Arrange the listing as a numbered list, starting at the line that contains "282L155 259L110 257L102" and ending at the last line of the listing. Leave out any blank lines.

· · · · ·

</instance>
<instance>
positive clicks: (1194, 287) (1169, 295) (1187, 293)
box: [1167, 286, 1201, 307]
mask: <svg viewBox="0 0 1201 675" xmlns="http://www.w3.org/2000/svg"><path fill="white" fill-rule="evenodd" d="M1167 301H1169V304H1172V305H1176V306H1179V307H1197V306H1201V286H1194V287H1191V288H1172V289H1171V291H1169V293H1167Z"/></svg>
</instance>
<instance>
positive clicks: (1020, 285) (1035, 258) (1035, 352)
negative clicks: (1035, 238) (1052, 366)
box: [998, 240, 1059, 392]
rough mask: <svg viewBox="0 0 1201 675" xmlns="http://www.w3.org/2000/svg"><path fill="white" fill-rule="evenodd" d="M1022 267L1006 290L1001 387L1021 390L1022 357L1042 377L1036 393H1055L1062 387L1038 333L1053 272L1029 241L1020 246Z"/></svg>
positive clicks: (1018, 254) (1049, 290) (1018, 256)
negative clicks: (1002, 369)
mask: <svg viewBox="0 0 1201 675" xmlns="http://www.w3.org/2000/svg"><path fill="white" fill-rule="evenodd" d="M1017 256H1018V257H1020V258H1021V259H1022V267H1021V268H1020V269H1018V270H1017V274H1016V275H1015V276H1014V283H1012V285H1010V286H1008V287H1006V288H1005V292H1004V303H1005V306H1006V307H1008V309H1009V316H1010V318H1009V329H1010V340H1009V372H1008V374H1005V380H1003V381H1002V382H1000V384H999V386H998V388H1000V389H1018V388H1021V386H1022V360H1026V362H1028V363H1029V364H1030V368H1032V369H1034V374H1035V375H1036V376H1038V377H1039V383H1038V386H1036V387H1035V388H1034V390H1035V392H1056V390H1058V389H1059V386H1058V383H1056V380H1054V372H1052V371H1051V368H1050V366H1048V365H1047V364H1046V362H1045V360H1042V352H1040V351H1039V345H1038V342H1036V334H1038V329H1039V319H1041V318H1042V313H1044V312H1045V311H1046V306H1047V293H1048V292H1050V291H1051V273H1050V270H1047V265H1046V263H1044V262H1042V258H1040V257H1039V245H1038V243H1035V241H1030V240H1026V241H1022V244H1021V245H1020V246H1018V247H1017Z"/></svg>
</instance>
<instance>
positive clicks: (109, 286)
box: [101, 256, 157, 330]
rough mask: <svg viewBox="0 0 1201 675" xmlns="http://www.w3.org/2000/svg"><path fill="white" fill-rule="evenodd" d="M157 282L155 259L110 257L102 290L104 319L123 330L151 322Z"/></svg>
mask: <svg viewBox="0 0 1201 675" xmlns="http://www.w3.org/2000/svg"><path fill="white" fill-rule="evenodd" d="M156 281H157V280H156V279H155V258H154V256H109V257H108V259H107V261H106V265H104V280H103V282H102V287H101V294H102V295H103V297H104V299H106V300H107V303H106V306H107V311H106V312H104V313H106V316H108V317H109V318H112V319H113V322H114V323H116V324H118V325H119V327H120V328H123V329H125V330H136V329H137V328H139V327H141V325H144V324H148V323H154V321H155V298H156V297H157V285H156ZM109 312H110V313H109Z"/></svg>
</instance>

· · · · ·

_Result of this exercise_
1. rough mask: <svg viewBox="0 0 1201 675" xmlns="http://www.w3.org/2000/svg"><path fill="white" fill-rule="evenodd" d="M157 282L155 259L110 257L102 290L104 319L123 330L151 322Z"/></svg>
2. mask: <svg viewBox="0 0 1201 675" xmlns="http://www.w3.org/2000/svg"><path fill="white" fill-rule="evenodd" d="M156 281H157V280H156V279H155V258H154V256H109V257H108V259H107V261H106V265H104V280H103V282H102V287H101V294H102V295H103V297H104V299H106V300H107V303H106V306H107V311H106V312H104V313H106V316H108V317H109V318H112V319H113V322H114V323H116V324H118V325H119V327H120V328H123V329H125V330H136V329H137V328H139V327H141V325H144V324H148V323H154V321H155V298H156V297H157V285H156ZM109 312H110V313H109Z"/></svg>
3. </instance>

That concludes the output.